• Task statement: Please update the data below by replacing every "window" with "door", keeping everything else unchanged.

• The input:
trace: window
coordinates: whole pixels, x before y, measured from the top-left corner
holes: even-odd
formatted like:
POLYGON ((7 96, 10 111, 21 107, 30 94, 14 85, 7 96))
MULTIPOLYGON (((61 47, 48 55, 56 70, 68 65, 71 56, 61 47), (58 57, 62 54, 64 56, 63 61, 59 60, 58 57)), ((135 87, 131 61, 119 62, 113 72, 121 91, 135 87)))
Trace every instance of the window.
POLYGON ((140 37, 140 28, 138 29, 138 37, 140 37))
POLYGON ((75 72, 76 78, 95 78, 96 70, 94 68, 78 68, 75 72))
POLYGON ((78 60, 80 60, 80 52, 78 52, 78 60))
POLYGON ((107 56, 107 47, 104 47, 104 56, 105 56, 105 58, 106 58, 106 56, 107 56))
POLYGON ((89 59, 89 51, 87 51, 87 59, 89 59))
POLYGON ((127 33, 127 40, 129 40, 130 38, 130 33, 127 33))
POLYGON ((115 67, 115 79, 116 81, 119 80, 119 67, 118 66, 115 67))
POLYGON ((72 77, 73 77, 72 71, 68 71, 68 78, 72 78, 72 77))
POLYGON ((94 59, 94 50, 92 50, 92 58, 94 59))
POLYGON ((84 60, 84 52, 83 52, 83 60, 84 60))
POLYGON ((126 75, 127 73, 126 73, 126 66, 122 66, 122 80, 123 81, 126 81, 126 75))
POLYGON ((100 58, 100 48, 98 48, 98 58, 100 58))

• Exercise answer:
trace: door
coordinates: whole pixels, x before y, measured from the top-left corner
holes: even-odd
formatted like:
POLYGON ((7 96, 10 111, 21 107, 30 94, 14 85, 7 96))
MULTIPOLYGON (((61 47, 48 55, 56 70, 68 65, 71 56, 61 47), (58 57, 62 54, 64 56, 63 61, 59 60, 58 57)), ((135 87, 131 61, 119 62, 113 72, 121 91, 135 87)))
Trace every instance of the door.
POLYGON ((140 37, 140 28, 138 29, 138 37, 140 37))
POLYGON ((75 72, 76 78, 95 78, 96 70, 94 68, 78 68, 75 72))
POLYGON ((78 60, 80 60, 80 52, 78 52, 78 60))
POLYGON ((107 56, 107 47, 104 47, 104 56, 105 56, 105 58, 106 58, 106 56, 107 56))
POLYGON ((89 59, 89 51, 87 51, 87 59, 89 59))
POLYGON ((127 33, 127 40, 129 40, 130 38, 130 33, 127 33))
POLYGON ((115 67, 115 79, 116 81, 119 80, 119 67, 118 66, 115 67))
POLYGON ((72 77, 73 77, 72 71, 68 71, 68 78, 72 78, 72 77))
POLYGON ((94 59, 94 50, 92 50, 92 58, 94 59))
POLYGON ((84 60, 84 52, 83 52, 83 60, 84 60))
POLYGON ((126 75, 127 73, 126 73, 126 66, 122 66, 122 80, 123 81, 126 81, 126 75))
POLYGON ((100 58, 100 48, 98 48, 98 58, 100 58))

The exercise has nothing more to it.